Task directions:
Repeat every entry exactly. Leave nothing out.

(Available data Opens)

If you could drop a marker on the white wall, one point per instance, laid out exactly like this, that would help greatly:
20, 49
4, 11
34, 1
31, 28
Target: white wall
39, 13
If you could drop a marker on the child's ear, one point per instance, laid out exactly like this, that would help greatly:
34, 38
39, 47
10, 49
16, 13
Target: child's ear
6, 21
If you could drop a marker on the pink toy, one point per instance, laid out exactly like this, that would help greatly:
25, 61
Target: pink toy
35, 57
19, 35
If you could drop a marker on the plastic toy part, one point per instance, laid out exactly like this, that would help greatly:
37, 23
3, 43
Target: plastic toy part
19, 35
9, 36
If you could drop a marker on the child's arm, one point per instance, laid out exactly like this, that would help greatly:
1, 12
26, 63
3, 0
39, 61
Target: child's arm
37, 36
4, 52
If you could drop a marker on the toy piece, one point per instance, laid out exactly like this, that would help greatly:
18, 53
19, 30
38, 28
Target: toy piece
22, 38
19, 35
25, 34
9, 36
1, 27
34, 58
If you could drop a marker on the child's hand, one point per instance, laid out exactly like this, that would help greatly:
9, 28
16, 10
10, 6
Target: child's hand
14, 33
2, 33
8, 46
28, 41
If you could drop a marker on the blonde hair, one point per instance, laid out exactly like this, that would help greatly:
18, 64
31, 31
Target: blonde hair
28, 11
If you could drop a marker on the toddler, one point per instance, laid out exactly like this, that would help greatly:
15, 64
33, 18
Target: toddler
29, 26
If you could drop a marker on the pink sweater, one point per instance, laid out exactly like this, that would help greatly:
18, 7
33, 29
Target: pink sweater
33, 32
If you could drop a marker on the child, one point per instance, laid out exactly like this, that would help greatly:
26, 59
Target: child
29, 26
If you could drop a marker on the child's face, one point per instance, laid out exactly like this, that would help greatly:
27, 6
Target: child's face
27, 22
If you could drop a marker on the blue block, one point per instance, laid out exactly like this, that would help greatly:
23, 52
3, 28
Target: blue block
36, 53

(Available data Closes)

Answer to the exercise:
If you could drop a marker on the white wall, one point per instance, laid out exactly like this, that would help greatly:
20, 49
4, 11
34, 1
31, 28
Target: white wall
39, 13
If you could drop a marker on the child's ear, one point per instance, laid out exactly like this, that would help greatly:
34, 38
39, 47
10, 49
16, 13
Target: child's ear
6, 21
If you could drop a marker on the pink toy, one point per instance, laid out exactly like this, that would help greatly:
25, 61
Target: pink toy
35, 57
19, 35
If you could drop a marker on the plastic toy part, one point per instance, laid out exactly like this, that would help greatly:
37, 23
3, 43
Target: plastic toy part
19, 35
9, 36
If you could drop a marker on the child's arm, one point per instance, laid out exactly like this, that would help greatly:
1, 12
26, 63
3, 0
39, 61
Target: child's arm
37, 36
4, 52
If you could drop a marker on the toy piece, one point per instance, laid out exactly like this, that would help greatly:
18, 53
19, 30
38, 28
Target: toy piece
22, 38
19, 35
25, 34
9, 36
1, 27
34, 58
If you could drop a marker on the child's hand, one point per instance, laid out exactly like this, that would help greatly:
9, 28
16, 10
10, 6
Target: child's hand
14, 33
2, 33
8, 46
28, 41
If you could drop a marker on the blonde hair, one point per instance, laid out exactly like this, that would help greatly:
18, 64
31, 31
Target: blonde hair
28, 11
If you could drop a marker on the toddler, one point per instance, laid out exactly like this, that would help greatly:
15, 64
33, 18
Target: toddler
29, 26
If you could drop a marker on the pink sweater, one point per instance, laid out exactly like this, that would help greatly:
18, 7
33, 29
Target: pink sweater
33, 32
If you could drop a marker on the child, one point per instance, laid out exactly like this, that would help greatly:
26, 59
Target: child
29, 26
If you could drop a marker on the child's face, one point per instance, laid out exactly like this, that would help greatly:
27, 6
Target: child's face
27, 22
If you could drop a marker on the blue block, one point per instance, laid out exactly like this, that would help greatly:
23, 52
3, 28
Target: blue block
36, 53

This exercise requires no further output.